Written request A: Edit the tree construction text below: copy it starting at the words "The rewrite syntax" and stopping after "packageDefinition? importDefinition* typeDefinition*)", with "powerful" changed to "expressive".
Written request B: Continue the tree construction text below, picking up after its last line.

### Source text

Tree construction

There are two mechanisms in v3 for building abstract syntax trees (ASTs): operators and rewrite rules.

Operators

Nodes created for unmodified tokens and trees for unmodified rule references are added to the current subtree as children.

Operator

Description

!

do not include node or subtree (if referencing a rule) in subtree

^

make node root of subtree created for entire enclosing rule even if nested in a subrule

additiveExpression
	:	multiplicativeExpression ('+'^ multiplicativeExpression)*
	;

That is the same as the following in rewrite notation from the following section:

additiveExpression
	:	(a=multiplicativeExpression->$a) // set result
                (    '+' b=multiplicativeExpression
                     -> ^('+' $additiveExpression $b) // use previous rule result
                )*
	;

Rewrite rules

The rewrite syntax is more powerful than the operators. It suffices for most common tree transformations.
While the parser grammar specifies how to recognize input, the rewrites are generational grammars, specifying how to generate output. ANTLR figures out how to map input to output grammar. To create an imaginary node, just mention it like the following example (UNIT is a node created from an imaginary token and is used to group the compilation unit chunks):

compilationUnit
    :   packageDefinition? importDefinition* typeDefinition+
        -> ^(UNIT packageDefinition? importDefinition* typeDefinition*)

######
### Data lines

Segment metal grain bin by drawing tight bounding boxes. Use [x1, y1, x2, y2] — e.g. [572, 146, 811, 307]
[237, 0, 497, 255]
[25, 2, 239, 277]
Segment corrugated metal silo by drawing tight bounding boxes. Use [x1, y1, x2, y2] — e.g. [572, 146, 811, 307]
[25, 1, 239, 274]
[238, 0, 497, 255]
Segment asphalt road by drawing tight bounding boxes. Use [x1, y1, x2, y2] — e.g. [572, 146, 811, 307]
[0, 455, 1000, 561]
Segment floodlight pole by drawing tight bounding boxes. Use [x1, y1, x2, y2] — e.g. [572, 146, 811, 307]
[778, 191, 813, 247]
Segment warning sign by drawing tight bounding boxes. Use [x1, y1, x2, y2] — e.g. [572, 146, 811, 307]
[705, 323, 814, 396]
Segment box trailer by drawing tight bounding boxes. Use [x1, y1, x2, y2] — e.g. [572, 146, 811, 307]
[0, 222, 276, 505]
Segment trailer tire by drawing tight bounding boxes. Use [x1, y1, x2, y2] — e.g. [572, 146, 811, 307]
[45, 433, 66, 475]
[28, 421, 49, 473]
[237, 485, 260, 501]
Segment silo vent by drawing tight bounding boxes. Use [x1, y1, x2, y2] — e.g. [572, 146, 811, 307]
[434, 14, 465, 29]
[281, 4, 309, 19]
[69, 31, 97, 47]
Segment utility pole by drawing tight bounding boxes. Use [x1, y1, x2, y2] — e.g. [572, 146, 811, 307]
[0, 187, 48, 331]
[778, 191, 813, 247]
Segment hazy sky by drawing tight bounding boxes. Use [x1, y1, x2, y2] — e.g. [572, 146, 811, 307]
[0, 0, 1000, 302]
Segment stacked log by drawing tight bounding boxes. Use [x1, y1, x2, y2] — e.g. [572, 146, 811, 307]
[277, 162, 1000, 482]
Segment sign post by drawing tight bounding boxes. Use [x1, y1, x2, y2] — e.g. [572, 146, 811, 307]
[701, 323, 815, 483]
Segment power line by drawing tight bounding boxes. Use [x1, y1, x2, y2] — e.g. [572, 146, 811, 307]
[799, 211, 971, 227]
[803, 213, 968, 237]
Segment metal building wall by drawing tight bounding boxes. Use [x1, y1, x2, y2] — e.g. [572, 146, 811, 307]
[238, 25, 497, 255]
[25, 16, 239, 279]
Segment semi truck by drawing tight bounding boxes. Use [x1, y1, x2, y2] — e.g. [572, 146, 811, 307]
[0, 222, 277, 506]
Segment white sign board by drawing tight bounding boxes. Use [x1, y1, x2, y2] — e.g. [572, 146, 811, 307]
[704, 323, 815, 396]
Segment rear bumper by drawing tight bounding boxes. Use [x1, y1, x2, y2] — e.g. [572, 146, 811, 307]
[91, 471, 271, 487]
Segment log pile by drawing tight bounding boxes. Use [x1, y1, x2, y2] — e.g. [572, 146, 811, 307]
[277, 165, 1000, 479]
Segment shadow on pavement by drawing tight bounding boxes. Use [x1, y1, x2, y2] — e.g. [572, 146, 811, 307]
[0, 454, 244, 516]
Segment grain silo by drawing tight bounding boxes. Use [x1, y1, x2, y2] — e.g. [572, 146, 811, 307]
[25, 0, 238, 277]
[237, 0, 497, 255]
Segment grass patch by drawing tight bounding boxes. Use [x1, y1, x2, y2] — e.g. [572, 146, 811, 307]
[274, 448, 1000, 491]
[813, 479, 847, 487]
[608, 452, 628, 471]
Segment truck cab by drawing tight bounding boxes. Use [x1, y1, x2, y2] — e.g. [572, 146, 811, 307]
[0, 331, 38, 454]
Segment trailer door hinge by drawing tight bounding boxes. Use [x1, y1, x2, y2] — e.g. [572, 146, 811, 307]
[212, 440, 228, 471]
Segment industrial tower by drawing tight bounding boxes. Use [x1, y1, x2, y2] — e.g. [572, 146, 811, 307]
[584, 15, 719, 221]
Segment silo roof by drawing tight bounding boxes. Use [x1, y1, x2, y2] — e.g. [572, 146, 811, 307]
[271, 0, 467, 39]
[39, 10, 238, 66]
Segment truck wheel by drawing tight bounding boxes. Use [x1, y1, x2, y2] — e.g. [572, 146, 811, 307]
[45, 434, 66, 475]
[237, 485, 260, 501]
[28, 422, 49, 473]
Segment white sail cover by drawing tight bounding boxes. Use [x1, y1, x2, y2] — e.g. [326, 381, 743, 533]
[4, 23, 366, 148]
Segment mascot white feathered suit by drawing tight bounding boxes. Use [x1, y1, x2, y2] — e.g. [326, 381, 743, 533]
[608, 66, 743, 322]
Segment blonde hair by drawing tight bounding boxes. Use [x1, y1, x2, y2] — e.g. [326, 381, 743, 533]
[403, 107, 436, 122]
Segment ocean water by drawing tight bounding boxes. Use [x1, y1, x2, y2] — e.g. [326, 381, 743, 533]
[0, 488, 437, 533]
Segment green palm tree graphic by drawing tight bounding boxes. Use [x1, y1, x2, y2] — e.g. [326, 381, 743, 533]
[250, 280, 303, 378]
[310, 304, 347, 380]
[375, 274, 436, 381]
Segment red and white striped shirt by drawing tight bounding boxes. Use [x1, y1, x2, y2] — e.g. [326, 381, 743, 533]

######

Written answer A:
The rewrite syntax is more expressive than the operators. It suffices for most common tree transformations.
While the parser grammar specifies how to recognize input, the rewrites are generational grammars, specifying how to generate output. ANTLR figures out how to map input to output grammar. To create an imaginary node, just mention it like the following example (UNIT is a node created from an imaginary token and is used to group the compilation unit chunks):

compilationUnit
    :   packageDefinition? importDefinition* typeDefinition+
        -> ^(UNIT packageDefinition? importDefinition* typeDefinition*)

Written answer B:
    ;

ANTLR tracks all elements with the same name into a single implicit list:

formalArgs
	:	formalArg (',' formalArg)* -> formalArg+
	|
	;

If the same rule or token is mentioned twice you generally must label the elements to distinguish them. If you want to combine multiple elements into a single list, list labels are very handy (though in this case since they have the same name ANTLR will automatically combine them):

('implements' i+=typename (',' i+=typename)*)?

Here is the entire rule:

classDefinition[MantraAST mod]
	:	'class' cname=ID
		('extends' sup=typename)?
		('implements' i+=typename (',' i+=typename)*)?
		'{'
		(	variableDefinition
		|	methodDefinition
		|	ctorDefinition
		)*
		'}'
		-> ^('class' ID {$mod} ^('extends' $sup)? ^('implements' $i+)?
		     variableDefinition* ctorDefinition* methodDefinition*
		    )
	;

Note that using a simple action in a rewrite means evaluate the expression and use as a tree node or subtree. The mod argument is a set of modifiers passed in from an enclosing rule.

Deleting tokens or rules is easy: just don't mention them:

packageDefinition
	:	'package' classname ';' -> ^('package' classname)
	;

If you need to build different trees based upon semantic information, use a semantic predicate:

variableDefinition
	:	modifiers typename ID ('=' completeExpression)? ';'
		-> {inMethod}? ^(VARIABLE ID modifiers? typename completeExpression?)
		->             ^(FIELD ID modifiers? typename completeExpression?)
	;

where inMethod is set by the method rule.

Often you will need to build a tree node from an input token but with the token type changed:

compoundStatement
	:	lc='{' statement* '}' -> ^(SLIST[$lc] statement*)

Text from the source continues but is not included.